== DOCUMENT EXCERPT
Welcome to my World

Welcome to the domain different--to paraphrase from New Mexico's capital city of Santa Fe which bills itself "The City Different." Perhaps this space is not completely unique but my world shapes what I write as well as many other facets of my life. The four Ds figure prominently but there are many other things as well. Here you will learn what makes me tick, what thrills and inspires me, experiences that impact my life and many other antidotes, vignettes and journal notes that set the paradigm for Dierdre O'Dare and her alter ego Gwynn Morgan and the fiction and poetry they write. I sell nothing here--just share with friends and others who may wander in. There will be pictures, poems, observations, rants on occasion and sometimes even jokes. Welcome to our world!

Saturday, August 24, 2024

Monday Memoir Aug 26, 1966

 

Aug 26, 1966

I was writing most days by now but oddly did not on August 26 and not sure why. However I did on the 25th and 27th, so that will have to do. They rather run together in my narrative.

Aug 25, 1966

Stayed awake half the night listening to the folks (dad mainly) complain and gripe . I  raged silently inside half the night so it was hard to keep going all day but I did. Rode and led, saw the local in and a crew truck but no sign of Earl. We made it up to Jerome. Mr West was very agreeable and suggested that I see Mr. McLarney who is chairman of the Dollars for Scholars committee. That all sounded favorable. I got to drive out with the boys to do the chores. I’m a fairly competent driver now but still can improve greatly. And to think I thought I’d never be able to drive period. And I may even really get to college and living in a dorm yet. That’s absolutely crazy. I did dishes and made cookies for mom so I think I earned my chow today. Damn but I’m tired. But it’s only ten days now until September 5th. I have a lot more poise now than I once did. Lots of room for improvement but half a year away from home ought to do a lot for me. I am enthused abut it if no one else is. I thought of Dusty and pictured him at his desk in his camp car, the radio on and he’s working on paper work or maybe his coins with papers and photos strewn around.
====
TASKS TO COMPLETE:
(a) Repeat the passage of the blog post starting at "Welcome to the" and ending at "to our world!".
(b) Turn the lines of the records starting at the line containing "Could you please pick out the ocean" and ending at the end of the records into a numbered list, leaving out any blank lines.
The records that follow are unrelated to the blog post.
== PROVIDED ENTRIES
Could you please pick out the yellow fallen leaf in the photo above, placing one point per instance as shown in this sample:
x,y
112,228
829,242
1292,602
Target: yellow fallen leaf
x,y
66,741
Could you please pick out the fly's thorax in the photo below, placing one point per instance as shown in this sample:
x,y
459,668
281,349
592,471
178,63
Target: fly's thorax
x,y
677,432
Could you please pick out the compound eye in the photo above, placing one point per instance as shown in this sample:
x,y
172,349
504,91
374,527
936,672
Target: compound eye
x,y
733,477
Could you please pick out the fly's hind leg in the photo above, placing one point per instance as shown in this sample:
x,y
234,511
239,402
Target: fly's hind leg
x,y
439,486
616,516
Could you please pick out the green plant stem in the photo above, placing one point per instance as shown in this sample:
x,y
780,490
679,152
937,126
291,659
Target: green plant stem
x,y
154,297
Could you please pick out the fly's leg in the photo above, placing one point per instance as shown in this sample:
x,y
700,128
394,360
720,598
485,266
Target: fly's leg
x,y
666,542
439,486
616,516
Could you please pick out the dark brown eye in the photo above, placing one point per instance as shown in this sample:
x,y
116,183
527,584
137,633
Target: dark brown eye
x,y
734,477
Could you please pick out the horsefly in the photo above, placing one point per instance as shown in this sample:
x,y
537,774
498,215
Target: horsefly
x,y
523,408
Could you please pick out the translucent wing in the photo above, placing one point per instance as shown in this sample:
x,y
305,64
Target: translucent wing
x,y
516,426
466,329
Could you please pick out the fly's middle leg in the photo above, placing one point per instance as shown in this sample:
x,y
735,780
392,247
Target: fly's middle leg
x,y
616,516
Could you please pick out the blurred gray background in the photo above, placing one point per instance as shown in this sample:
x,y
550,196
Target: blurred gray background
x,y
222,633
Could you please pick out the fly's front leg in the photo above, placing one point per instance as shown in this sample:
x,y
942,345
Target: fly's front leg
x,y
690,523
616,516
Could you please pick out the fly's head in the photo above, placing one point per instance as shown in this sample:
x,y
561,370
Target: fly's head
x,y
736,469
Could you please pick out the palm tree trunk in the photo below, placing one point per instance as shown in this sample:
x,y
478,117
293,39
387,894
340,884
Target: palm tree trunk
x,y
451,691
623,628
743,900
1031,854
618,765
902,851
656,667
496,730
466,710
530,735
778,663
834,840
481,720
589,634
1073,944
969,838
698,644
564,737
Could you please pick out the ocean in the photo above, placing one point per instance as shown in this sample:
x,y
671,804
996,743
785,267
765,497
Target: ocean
====
EXERCISE SOLUTIONS:
(a)
Welcome to the domain different--to paraphrase from New Mexico's capital city of Santa Fe which bills itself "The City Different." Perhaps this space is not completely unique but my world shapes what I write as well as many other facets of my life. The four Ds figure prominently but there are many other things as well. Here you will learn what makes me tick, what thrills and inspires me, experiences that impact my life and many other antidotes, vignettes and journal notes that set the paradigm for Dierdre O'Dare and her alter ego Gwynn Morgan and the fiction and poetry they write. I sell nothing here--just share with friends and others who may wander in. There will be pictures, poems, observations, rants on occasion and sometimes even jokes. Welcome to our world!

(b)
1. Could you please pick out the ocean in the photo above, placing one point per instance as shown in this sample:
2. x,y
3. 671,804
4. 996,743
5. 785,267
6. 765,497
7. Target: ocean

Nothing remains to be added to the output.